TASKS FOR THIS EXERCISE =
**a.** Decide whether each statement agrees with the interview text: (i) the designer begins a collection with a time period or a muse; (ii) last season's collection drew on William Morris' textiles and Bauhaus; (iii) the Moncler and Moose Knuckles collaborations were about making outerwear. Answer yes or no for each and quote the deciding words.
**b.** Please transcribe the interview text from "Her next collaboration" up to and including "[on our own].".

What her creative process looks like:

“It’s changed through the years. When I started, it was mostly about the print, and that defined the silhouette. Now it’s a lot more about having a complete range, where the image is an important part of the narrative. My collections are usually quite thematic, so I don’t start with a time period or a muse; I start with the inspiration, which is usually an artist inspiration that kind of defines the collection.

“Last season it was about the beginning of Modernism—so taking it from the arts-and-crafts movement and William Morris’ textiles up to Bauhaus via Pointillism, and how it changes. William Morris and the decorative nature of his designs, and the more pragmatic and pure vision of Bauhaus, are both parts of my work. At the beginning of the collection, we were trying to bleed one into another. We put a lot of images up on a mood board, trying to cross the gaps between the two. And you find a lot more similarities and synergy between the two as you do it. We were looking at Victorian tiles and how they were very similar to a Bauhaus building and bringing that into the collection. Then I’ll sketch and do different collages with a lot of the imagery on the body to see how it fits and scales. We will take those collages, and it will inspire everything that we do with the silhouette and textile design. Then it’s back and forth between myself and my team. I’ll do something and I’ll give it to my print team, and they’ll continue the design or they’ll find a reference and give it to me, and I’ll place it on the body.”

Her next collaboration will be outside of her wheelhouse:

“Every collaboration you do, you do it because you want to understand more about that medium. It’s not only creating brand awareness beyond your audience, but it’s also about doing [a collaboration] with a leader in their field. When we did Moncler and Moose Knuckles, it was about doing a perfect piece of outerwear, and we would never be able to do it at that kind level [on our own].

“At this point, any collaboration you take should be something that offers a diversification of your own product. I don’t know what would be an idea one—probably something within interiors or gifting. We have this idea that we want to do for our 10th anniversary. Working on a different product that has inspired the collection, because a lot of the collections have been inspired by objects, so we want to turn that on its head and take the object that inspired a print.”

STORED DATA =
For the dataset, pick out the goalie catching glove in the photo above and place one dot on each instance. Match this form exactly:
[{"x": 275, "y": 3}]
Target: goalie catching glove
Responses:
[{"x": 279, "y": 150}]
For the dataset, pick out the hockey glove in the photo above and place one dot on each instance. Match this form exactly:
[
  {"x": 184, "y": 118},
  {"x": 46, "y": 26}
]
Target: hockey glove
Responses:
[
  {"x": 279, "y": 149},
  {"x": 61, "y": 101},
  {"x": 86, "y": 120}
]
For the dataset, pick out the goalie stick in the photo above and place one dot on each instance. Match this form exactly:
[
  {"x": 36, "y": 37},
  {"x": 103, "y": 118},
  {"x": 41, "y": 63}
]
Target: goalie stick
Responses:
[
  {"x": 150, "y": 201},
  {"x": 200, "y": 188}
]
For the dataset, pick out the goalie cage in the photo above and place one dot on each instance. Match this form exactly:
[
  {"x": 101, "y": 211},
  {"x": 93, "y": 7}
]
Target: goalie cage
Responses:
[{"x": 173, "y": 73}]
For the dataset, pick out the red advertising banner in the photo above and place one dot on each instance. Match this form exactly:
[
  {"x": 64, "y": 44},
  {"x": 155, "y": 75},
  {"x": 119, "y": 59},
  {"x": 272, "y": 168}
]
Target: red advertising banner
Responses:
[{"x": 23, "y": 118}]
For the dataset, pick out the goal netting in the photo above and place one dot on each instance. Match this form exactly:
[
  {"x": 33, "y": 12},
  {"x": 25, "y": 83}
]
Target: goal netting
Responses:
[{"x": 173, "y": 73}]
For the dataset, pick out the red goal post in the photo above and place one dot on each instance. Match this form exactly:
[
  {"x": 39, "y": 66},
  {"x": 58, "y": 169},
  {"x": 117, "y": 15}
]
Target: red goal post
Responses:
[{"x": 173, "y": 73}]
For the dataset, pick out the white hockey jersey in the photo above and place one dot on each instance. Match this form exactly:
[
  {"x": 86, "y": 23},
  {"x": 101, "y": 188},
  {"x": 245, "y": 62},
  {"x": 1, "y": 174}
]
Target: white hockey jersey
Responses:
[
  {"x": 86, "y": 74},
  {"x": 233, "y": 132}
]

YOUR WRITTEN ANSWERS =
**a.**
(i) No: "I don’t start with a time period or a muse; I start with the inspiration"
(ii) Yes: "taking it from the arts-and-crafts movement and William Morris’ textiles up to Bauhaus via Pointillism"
(iii) Yes: "When we did Moncler and Moose Knuckles, it was about doing a perfect piece of outerwear"

**b.**
Her next collaboration will be outside of her wheelhouse:

“Every collaboration you do, you do it because you want to understand more about that medium. It’s not only creating brand awareness beyond your audience, but it’s also about doing [a collaboration] with a leader in their field. When we did Moncler and Moose Knuckles, it was about doing a perfect piece of outerwear, and we would never be able to do it at that kind level [on our own].